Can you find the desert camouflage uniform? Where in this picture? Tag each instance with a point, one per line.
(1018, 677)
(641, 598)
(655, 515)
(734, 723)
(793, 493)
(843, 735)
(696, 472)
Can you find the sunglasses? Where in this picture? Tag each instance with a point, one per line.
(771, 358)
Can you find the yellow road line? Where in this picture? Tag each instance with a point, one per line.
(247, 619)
* * *
■ **Goal of the exercise**
Repeat all of the entries exactly.

■ **Task answer**
Can you find the desert camouflage uniform? Where in this picture? Tag each instance with a point, one per line.
(1018, 677)
(641, 598)
(655, 515)
(734, 723)
(793, 493)
(843, 735)
(696, 472)
Can you find the sunglasses? Where in this picture? Tag each instance with a point, one per line.
(771, 358)
Can you find the yellow road line? Where in this picture? Tag each instance with a point, one per line.
(247, 619)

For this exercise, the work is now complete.